O que se pede
[1] Copie do relato sobre o espetáculo Beco o trecho que começa nas palavras "Não acreditei quando" e termina após "que estava acontecendo.".
[2] Resuma em duas frases o relato sobre o espetáculo Beco.
[3] Enumere os tipos de artista que, segundo o relato sobre o espetáculo Beco, os mendigos moradores do beco tinham sido.

───── Trecho do texto ─────

Beco, A Ópera do Lixo – Ponto de Partida – 40 anos
- sob o olhar do ator Lido Loschi -
“Quem tem amigos na vida está mais perto de ter Deus”. Fernando Brant.
Se o espetáculo “Drummond” foi um divisor de águas na vida do Ponto de Partida, Beco foi um divisor na minha vida. A Regina deu o mote. Um grupo de mendigos, moradores de um beco, todos com uma ligação forte com a arte. Ex- palhaços de circo, engolidores de fogo, cantores de rua, bailarinos, enfim, artistas derrotados pelo tempo. Os fundos desse beco, davam para a casa de uma senhora, solitária, apaixonada por musicais da Broadway, que para preencher suas noites vazias, virava sua televisão para o beco assistir junto com ela, os poderosos musicais. Não vou contar aqui o desenrolar da história, vai ficar longo. Distribuídos os papéis, ainda sem texto, essa é uma das formas do Ponto de Partida trabalhar. Dá-se o mote e tudo vai crescendo do nada. Meu personagem seria um ex-palhaço de circo que traz em suas memórias, o lugar onde foi criado, no interior, na roça. Deitei e rolei. Tinha tudo a ver comigo. Busquei meus Chaplins, meus Mazzaropis, minha herança de campos e milharais e inventei o personagem. Fulgêncio – o que fulgura, o que brilha. Depois de nossas improvisações, nossos textos foram se misturando aos da Regina e logo a peça já estava pronta. Ainda não. Faltavam os temperos. “Vai ser um musical. Quero Gilvan de Oliveira no violão, Álvaro Apocalypse nos cenários e figurinos, e quero mais, música original”.
Não acreditei quando apresentei uma cena para Fernando Brant. Isso mesmo, aquele poeta que marcou toda minha vida, com as mais belas canções, estava ali, assistindo à minha performance, criando coisas para eu cantar e que ficariam eternizadas. Conhecer Fernando Brant não fazia parte dos planos desse mortal. Mas não para por aí; Marcos Leite, do “Garganta Profunda”, veio fazer os arranjos vocais, e na época, Aurélio de Simoni, o papa da luz, veio iluminar o Beco. Eu estava no meio de uma grande produção, sem entender muito bem o que estava acontecendo.
Mas como viabilizar tudo isso? Era o ano de 1990, em plena crise do governo Collor. As produções artísticas de todo país, paralisadas. O meio artístico desacreditado. Ivanèe Bertola soltou sua máxima: “Em época de crise ou você chora ou vende lenço”. E assim foi criada a “Gincana Beco”, para arrecadar dinheiro para tamanha empreitada. O grupo se dividiu em duas equipes. Equipe de “Oz” e “Nóis é Nóis”. A partir daí viramos inimigos, uma equipe da outra. Tudo regido por Ivanèe e Regina, que nos instigavam e incrementavam a disputa.
Envolvemos toda a cidade em prol de uma causa, “o teatro”. Convidamos alunos, amigos, simpatizantes do grupo para entrarem para as equipes, e nesse momento, o grupo já era toda uma cidade.

───── Material fornecido ─────

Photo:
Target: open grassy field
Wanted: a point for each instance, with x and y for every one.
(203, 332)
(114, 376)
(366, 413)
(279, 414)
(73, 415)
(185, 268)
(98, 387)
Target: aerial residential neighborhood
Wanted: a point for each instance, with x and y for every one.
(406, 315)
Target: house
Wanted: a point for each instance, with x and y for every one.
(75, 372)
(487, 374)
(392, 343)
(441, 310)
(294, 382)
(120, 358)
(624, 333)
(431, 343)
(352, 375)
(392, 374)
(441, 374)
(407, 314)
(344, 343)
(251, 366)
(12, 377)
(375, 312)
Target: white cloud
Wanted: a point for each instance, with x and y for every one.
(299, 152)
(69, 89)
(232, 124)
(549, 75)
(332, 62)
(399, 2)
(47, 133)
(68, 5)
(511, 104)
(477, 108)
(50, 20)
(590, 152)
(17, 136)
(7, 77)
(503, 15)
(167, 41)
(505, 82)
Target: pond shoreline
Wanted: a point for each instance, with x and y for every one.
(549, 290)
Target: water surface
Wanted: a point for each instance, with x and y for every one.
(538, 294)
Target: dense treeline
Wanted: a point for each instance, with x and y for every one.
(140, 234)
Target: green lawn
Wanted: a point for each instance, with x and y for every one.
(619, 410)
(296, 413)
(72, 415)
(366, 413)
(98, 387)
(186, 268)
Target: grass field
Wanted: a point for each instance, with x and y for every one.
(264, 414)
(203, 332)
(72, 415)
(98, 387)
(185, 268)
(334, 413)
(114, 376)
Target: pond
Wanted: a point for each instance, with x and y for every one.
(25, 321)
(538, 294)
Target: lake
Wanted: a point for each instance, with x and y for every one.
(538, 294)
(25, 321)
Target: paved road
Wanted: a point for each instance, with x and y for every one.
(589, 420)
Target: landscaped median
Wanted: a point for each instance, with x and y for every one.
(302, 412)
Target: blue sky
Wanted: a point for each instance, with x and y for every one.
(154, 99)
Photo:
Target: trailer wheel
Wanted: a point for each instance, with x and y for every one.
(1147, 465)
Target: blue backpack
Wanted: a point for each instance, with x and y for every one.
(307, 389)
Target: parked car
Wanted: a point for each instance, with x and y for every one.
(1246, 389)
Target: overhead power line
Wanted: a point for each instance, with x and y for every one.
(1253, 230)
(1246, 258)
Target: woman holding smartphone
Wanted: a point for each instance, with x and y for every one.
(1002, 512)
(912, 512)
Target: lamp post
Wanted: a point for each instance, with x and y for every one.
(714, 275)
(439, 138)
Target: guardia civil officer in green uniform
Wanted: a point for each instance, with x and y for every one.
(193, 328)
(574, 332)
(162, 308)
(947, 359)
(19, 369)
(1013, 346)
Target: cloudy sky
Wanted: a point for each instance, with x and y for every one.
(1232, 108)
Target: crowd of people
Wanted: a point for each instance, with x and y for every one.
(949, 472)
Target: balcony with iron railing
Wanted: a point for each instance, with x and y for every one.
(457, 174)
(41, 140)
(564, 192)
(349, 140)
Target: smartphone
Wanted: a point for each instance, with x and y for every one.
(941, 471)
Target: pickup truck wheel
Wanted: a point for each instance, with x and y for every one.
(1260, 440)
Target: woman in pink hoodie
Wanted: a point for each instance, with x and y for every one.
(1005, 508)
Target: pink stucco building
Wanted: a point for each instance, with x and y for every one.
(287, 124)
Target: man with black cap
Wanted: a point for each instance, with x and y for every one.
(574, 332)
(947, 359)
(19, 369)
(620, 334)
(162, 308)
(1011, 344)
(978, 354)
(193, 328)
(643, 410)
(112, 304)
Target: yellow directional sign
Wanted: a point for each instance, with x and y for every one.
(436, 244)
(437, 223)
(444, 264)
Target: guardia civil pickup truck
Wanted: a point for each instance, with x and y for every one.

─────

Respostas em ordem
[1]
Não acreditei quando apresentei uma cena para Fernando Brant. Isso mesmo, aquele poeta que marcou toda minha vida, com as mais belas canções, estava ali, assistindo à minha performance, criando coisas para eu cantar e que ficariam eternizadas. Conhecer Fernando Brant não fazia parte dos planos desse mortal. Mas não para por aí; Marcos Leite, do “Garganta Profunda”, veio fazer os arranjos vocais, e na época, Aurélio de Simoni, o papa da luz, veio iluminar o Beco. Eu estava no meio de uma grande produção, sem entender muito bem o que estava acontecendo.

[2] O relato descreve a criação de Beco, um musical sobre mendigos ligados à arte que moram num beco, no qual o ator interpretou Fulgêncio, um ex-palhaço de circo, e que contou com Fernando Brant, Marcos Leite e Aurélio de Simoni. Em 1990, em plena crise do governo Collor, o grupo criou a "Gincana Beco", dividida em duas equipes, para arrecadar dinheiro e envolveu toda a cidade.

[3] Ex-palhaços de circo, engolidores de fogo, cantores de rua, bailarinos